### Directives
**A.** For each statement, say yes or no according to whether it agrees with the LJ Daily Answers page, quoting the words of the page that decide it: (i) Martin Luther King Jr Day fell at the start of the previous quiz; (ii) the first question dates the franchise's first store in Joliet, Illinois to 1950; (iii) the correct answer given for the first question is Dairy Queen.
**B.** Reproduce word for word the part of the LJ Daily Answers page that opens with the words containing "1. What franchise" and closes with "(+1, Blues Brothers.)".

### Extract
LJ Daily Answers: 30 January 2006
Jan. 30th, 2006 09:05 amJust in case it wasn't mind-bogglingly predictable enough, this week's theme was "Queens", to follow last week's theme of "Kings". No, it's not sexism. Martin Luther King Jr Day was at the start of the previous quiz, so "King" made sense, and we like sequences and GAH JUST READ THE ANSWERS ALREADY.
1. What franchise opened its first store in Joliet, Illinois on 22 June 1940?
"Stan Makita's Donut Shop" -
(+1, Wayne's World)
"Jake & Elwood's Prison Break Barbeque?" -
"Jake and Elwood's Burger Barn." -
"Joiliet Jake's Burger Hut. Where you can get 4 whole fried chickens and a loaf of dry white toast." -
(+1, Blues Brothers.)
"Joliet? Like the prison? Probably a soap-on-a-rope store..." -
"Less well known is Rumeo, Illinois's Pasturization King. Presumably it offed itself first and Joliet decided to cut its losses, get some ice cream, and have a good cry." -
"French Names for Anglophones R Nous" -
"Hot Topic. Back when it was underground, yo." -
"Spatula City." -
(+1, UHF. Once I was in a sex-toy shop and they had spatulas with dildos on the other end. My friends and I stared at the spatulas, stared at each other, and yelled in unison, "SPATULA CITY!" And that's how Weird Al Yankovic came to be indelibly linked in my mind with sex. True story. -C)
(I fear every sexy thought you will ever have from now on. -CV)
"The new version of that being built (we have two in our area) is DQ Grill'n'Chill, which sounds like a trade name for an electric chair." -
(Give me ice cream or give me dea...uh, actually, just give me ice cream. -C)
"Some days, you just need a chocolate-dipped cone. And until I wrote this answer, today was not one of them. *makes plans for later*" -
"Gotta love it when the answer to the DQ is the DQ." -
Correct Answer: Dairy Queen
"started by a gay man who was denied a position as a milkmaid due to his gender. Take that, you teat-pulling bitches!" -
2. General Zod and Agent Smith dress as women. Hilarity ensues. What movie are we thinking of?
"Hey, how'd you get a copy of my birthday party tape? Did you see what Agent Smith did to the pinata? Took me weeks to get the stains out." -
"Queen Eye for a Straight Government Agent." -
"Is this a porn version of The Matrix? Um... The Lay-Chicks?" -
"The Mantrix?" -
"Super-Matrix 2: Tranvestite Boogaloo" -
"Sweet Rivendale High" -
"111100101000110101101100011110001010110111100001010 (Which roughly translates as 'Priscilla, Queen of the Matrix.')" -
"Hitchhiker's Guide to Transvestism." -
"Trannyspotting." -
"Was the guy who played General Zod an extra in the LotR movies? Because Elrond was wearing some pretty flowy robes." -
(It's a little known fact that Terrence Stamp auditioned for a part in Return Of The King, but "Kneel Before Gothmog" just didn't have the same feel to it. -CV)

### Provided information
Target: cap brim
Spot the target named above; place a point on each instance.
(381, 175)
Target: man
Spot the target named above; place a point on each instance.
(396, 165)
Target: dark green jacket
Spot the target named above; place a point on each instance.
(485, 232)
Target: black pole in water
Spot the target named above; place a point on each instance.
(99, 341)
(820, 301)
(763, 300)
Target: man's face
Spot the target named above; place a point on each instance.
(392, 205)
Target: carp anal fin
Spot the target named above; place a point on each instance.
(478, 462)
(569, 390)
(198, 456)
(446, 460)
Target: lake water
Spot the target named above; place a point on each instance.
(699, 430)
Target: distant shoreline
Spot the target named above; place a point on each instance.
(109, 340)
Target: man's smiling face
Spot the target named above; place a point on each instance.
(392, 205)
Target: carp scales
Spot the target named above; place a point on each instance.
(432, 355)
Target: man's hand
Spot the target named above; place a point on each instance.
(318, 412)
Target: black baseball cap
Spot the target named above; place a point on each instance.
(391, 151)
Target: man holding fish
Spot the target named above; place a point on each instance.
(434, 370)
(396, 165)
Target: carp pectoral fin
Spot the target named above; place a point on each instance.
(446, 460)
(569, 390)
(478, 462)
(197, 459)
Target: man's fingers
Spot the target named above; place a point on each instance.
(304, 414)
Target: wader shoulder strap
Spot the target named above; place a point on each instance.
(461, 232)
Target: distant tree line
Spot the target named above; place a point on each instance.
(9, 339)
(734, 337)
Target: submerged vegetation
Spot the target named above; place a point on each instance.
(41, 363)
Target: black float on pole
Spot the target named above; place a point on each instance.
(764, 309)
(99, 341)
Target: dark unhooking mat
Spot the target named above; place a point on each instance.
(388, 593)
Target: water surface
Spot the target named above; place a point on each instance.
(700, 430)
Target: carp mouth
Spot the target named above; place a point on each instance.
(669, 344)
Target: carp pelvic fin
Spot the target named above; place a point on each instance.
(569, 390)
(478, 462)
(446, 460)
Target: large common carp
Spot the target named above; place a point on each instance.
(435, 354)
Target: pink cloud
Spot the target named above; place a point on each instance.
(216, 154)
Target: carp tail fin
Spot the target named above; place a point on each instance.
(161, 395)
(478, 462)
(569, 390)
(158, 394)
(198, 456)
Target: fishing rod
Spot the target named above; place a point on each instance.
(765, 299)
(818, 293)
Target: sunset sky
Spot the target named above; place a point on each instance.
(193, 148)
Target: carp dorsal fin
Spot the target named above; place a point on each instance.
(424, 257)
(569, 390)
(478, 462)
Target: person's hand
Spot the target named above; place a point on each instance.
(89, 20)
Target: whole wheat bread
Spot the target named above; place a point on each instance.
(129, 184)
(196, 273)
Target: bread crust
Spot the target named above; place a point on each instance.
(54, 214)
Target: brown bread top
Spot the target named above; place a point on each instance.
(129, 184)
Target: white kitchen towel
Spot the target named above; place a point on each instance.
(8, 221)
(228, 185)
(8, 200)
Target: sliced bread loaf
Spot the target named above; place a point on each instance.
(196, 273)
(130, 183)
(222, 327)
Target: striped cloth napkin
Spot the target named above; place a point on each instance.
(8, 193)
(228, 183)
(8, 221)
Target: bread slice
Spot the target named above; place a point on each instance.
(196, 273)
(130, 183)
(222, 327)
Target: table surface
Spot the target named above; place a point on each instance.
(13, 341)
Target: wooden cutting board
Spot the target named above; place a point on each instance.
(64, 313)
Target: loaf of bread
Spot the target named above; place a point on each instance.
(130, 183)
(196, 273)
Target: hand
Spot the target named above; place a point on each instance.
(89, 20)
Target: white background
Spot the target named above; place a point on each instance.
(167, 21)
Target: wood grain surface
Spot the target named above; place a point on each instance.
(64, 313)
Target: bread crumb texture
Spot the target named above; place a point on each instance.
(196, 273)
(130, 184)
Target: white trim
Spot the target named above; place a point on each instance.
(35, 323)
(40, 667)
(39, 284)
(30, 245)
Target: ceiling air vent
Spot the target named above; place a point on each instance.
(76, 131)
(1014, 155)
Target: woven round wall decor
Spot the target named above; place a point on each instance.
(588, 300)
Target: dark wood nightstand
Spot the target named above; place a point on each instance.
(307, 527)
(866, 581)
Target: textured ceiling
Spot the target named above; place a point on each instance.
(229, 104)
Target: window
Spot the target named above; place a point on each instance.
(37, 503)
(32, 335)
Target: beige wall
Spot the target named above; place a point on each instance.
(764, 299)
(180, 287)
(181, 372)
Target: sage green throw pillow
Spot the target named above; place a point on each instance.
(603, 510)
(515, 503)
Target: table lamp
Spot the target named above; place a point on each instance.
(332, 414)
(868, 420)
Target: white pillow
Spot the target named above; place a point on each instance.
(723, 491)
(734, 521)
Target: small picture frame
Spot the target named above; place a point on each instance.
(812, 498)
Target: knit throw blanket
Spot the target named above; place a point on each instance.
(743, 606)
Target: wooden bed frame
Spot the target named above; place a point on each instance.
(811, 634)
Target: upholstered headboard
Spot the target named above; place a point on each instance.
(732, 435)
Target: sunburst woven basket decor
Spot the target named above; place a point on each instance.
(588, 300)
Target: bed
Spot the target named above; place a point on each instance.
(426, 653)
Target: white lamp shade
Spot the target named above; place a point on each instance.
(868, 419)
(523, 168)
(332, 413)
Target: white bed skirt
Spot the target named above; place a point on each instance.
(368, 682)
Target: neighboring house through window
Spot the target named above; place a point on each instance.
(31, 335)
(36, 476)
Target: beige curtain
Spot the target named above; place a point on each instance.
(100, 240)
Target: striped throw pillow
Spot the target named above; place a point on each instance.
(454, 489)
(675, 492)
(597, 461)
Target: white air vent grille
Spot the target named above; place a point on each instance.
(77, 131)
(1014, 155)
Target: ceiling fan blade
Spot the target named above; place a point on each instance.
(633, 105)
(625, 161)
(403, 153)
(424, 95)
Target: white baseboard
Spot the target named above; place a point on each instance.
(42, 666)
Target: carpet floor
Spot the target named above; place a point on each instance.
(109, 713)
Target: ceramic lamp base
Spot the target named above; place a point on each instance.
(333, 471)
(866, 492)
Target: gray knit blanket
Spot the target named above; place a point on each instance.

### Answers for this exercise
**A.**
(i) Yes: "Martin Luther King Jr Day was at the start of the previous quiz"
(ii) No: "on 22 June 1940"
(iii) Yes: "Correct Answer: Dairy Queen"

**B.**
1. What franchise opened its first store in Joliet, Illinois on 22 June 1940?
"Stan Makita's Donut Shop" -
(+1, Wayne's World)
"Jake & Elwood's Prison Break Barbeque?" -
"Jake and Elwood's Burger Barn." -
"Joiliet Jake's Burger Hut. Where you can get 4 whole fried chickens and a loaf of dry white toast." -
(+1, Blues Brothers.)